Write out the records that appear below, verbatim and complete, but without pictures.

(Source data begins)

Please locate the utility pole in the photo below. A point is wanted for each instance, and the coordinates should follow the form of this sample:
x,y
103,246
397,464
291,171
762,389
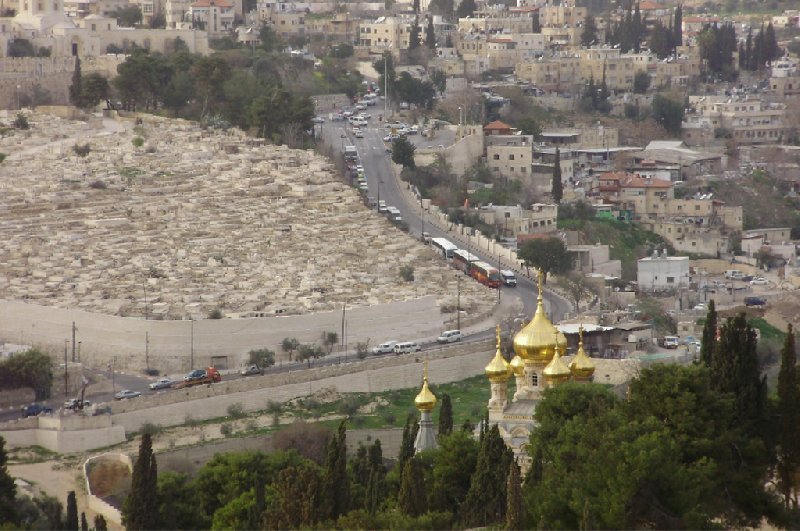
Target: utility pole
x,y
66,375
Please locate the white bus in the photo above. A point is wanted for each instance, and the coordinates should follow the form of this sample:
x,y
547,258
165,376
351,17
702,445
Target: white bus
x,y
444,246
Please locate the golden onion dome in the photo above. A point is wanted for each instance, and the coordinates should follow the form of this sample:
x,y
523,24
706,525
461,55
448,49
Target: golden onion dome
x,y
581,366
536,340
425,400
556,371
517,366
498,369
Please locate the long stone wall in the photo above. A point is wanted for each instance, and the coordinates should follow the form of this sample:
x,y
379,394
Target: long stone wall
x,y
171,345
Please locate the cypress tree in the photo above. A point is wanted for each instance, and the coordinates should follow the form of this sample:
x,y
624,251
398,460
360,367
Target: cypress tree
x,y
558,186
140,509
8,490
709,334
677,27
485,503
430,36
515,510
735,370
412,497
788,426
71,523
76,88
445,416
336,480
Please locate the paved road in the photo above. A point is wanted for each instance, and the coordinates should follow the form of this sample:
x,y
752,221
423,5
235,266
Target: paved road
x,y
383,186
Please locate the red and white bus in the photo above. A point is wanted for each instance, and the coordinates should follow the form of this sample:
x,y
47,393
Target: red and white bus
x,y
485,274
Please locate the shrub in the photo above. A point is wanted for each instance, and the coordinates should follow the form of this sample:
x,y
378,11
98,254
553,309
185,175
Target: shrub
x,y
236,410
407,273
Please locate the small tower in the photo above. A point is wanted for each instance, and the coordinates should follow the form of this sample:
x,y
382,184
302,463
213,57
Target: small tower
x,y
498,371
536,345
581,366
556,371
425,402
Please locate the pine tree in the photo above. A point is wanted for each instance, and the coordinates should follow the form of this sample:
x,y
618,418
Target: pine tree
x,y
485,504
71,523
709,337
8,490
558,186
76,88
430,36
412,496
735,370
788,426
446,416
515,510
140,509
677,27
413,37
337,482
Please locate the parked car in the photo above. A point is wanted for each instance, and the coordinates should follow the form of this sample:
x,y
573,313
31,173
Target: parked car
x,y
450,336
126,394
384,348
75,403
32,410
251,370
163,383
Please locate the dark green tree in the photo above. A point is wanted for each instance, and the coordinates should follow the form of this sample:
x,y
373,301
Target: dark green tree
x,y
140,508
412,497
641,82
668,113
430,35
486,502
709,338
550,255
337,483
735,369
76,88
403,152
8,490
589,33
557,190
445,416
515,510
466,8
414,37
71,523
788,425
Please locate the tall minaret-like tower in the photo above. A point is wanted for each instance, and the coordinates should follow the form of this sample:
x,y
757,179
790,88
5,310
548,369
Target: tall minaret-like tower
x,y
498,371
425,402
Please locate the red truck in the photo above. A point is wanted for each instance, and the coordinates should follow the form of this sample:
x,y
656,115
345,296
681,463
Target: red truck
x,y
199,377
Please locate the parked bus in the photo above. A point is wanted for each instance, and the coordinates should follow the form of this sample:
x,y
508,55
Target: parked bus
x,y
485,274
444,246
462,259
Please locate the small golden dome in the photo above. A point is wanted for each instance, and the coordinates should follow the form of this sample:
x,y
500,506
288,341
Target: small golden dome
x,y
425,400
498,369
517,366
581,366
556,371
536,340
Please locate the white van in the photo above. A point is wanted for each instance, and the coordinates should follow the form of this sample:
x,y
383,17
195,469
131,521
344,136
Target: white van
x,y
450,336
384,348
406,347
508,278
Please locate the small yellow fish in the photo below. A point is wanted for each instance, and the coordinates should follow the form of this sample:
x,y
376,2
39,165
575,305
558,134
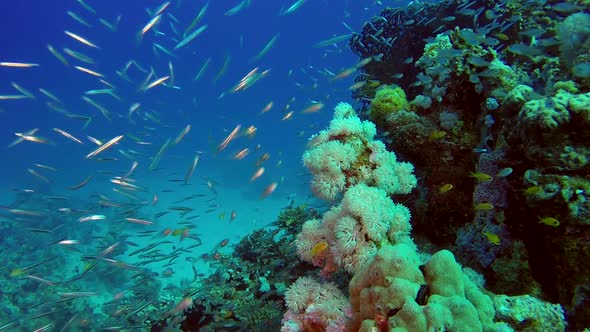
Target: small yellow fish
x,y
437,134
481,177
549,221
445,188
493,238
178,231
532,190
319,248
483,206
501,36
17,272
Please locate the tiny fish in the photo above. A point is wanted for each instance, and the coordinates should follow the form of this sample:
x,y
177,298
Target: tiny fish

(Source data ends)

=== Exercise response ===
Please locate the utility pole in the photo below. A point is wanted for each instance, and the coordinates should follow the form of this sample:
x,y
103,246
397,464
291,171
762,389
Target: utility pole
x,y
66,375
Please locate the white bus in the photo above. A point is wanted for each instance, and the coordinates should follow the form of this sample:
x,y
547,258
165,376
351,17
702,445
Target: white bus
x,y
444,246
Please locate the golden onion dome in the photo above. A point is wanted for each instance, and the coordinates should follow the form of this sample:
x,y
523,24
706,525
461,55
448,49
Target: golden onion dome
x,y
581,366
536,340
425,400
556,371
517,366
498,369
Please locate the long stone wall in the photo above. A point is wanted for each instance, and the coordinates should follow the form of this sample:
x,y
379,394
Target: long stone wall
x,y
171,345
Please locate the cypress tree in the photo above. A point is wanted for each instance, and the coordinates should follow the form of this sample:
x,y
624,251
398,460
360,367
Target: cypress tree
x,y
558,186
140,509
8,490
709,334
677,27
485,503
430,36
515,510
735,370
412,497
788,426
71,523
76,88
445,416
336,480
Please locate the paved road in the photo above. A point is wanted for each instance, and the coordinates should follow the form of this sample:
x,y
752,221
423,5
235,266
Target: paved road
x,y
383,186
Please locate the red and white bus in the photo above. A point is wanted for each instance, and the coordinates should follow the form of this sample:
x,y
47,393
Target: red and white bus
x,y
485,274
Please locate the shrub in the photo above. A point is wanted for each instance, and the coordinates should follow the form of this sample:
x,y
378,11
98,254
553,309
185,175
Target: shrub
x,y
236,410
407,273
Please locate the small tower in the photo above. A point is wanted for each instance, and the coordinates should follow the form of this sample:
x,y
382,184
302,463
213,57
Target: small tower
x,y
498,371
536,345
581,366
556,371
425,402
Please locate the pine tree in the photo above. A point is wanted for each instance, and the coordinates should follow the form of this sample:
x,y
618,418
Target: pine tree
x,y
485,504
71,523
709,337
8,490
558,186
76,88
430,36
412,496
735,370
788,426
446,416
515,510
140,509
677,27
413,37
337,482
Please locate the parked car in the photo above. A point is wanted for each instance, and the coordinates should follow the form of this sample:
x,y
573,313
31,173
Target: parked car
x,y
450,336
126,394
384,348
75,403
32,410
251,370
163,383
Please locate the dark green tree in the photo above. A point is wanted for each instance, and the coordinates should follow the form of this sample:
x,y
373,301
Target: dark green tree
x,y
140,508
412,497
641,82
668,113
430,35
486,502
709,338
550,255
337,483
735,369
76,88
403,152
8,490
589,33
557,190
445,416
515,510
466,8
414,37
71,523
788,425
Please locate the tall minaret-like tower in the photo above. A point is wanted for each instance, and the coordinates should follow the form of this sample:
x,y
757,179
790,88
5,310
548,369
Target: tall minaret-like tower
x,y
498,371
425,402
Please locate the red truck in the photo above. A point is wanted for each instance, and the coordinates should follow the form of this sample:
x,y
656,115
345,296
681,463
Target: red truck
x,y
199,377
Please locate the parked bus in the photo above. A point is wanted for each instance, and the coordinates should follow the form of this sample:
x,y
508,55
Target: parked bus
x,y
485,274
444,246
462,259
Please locate the small golden dome in the photo above. A point is wanted for each instance, and the coordinates should follow the form of this sample:
x,y
500,506
288,341
Target: small golden dome
x,y
425,400
498,369
517,366
581,366
556,371
536,340
Please locate the white van in the photo above. A point is wanted for each instance, and the coordinates should follow the form of this sample:
x,y
383,17
195,469
131,521
344,136
Target: white van
x,y
450,336
384,348
406,347
508,278
Please locate the small yellow fish in the photo below. A point is wanted for each instance, and the coordinates should follow the form of this sample:
x,y
376,2
39,165
575,305
558,134
Target: small yellow fish
x,y
437,134
481,177
549,221
445,188
493,238
178,231
532,190
319,248
483,206
501,36
17,272
Please locate the tiny fish in the photo above. A point is wanted for each instance, and the coordinates should follow the form of this sample:
x,y
177,298
Target: tiny fish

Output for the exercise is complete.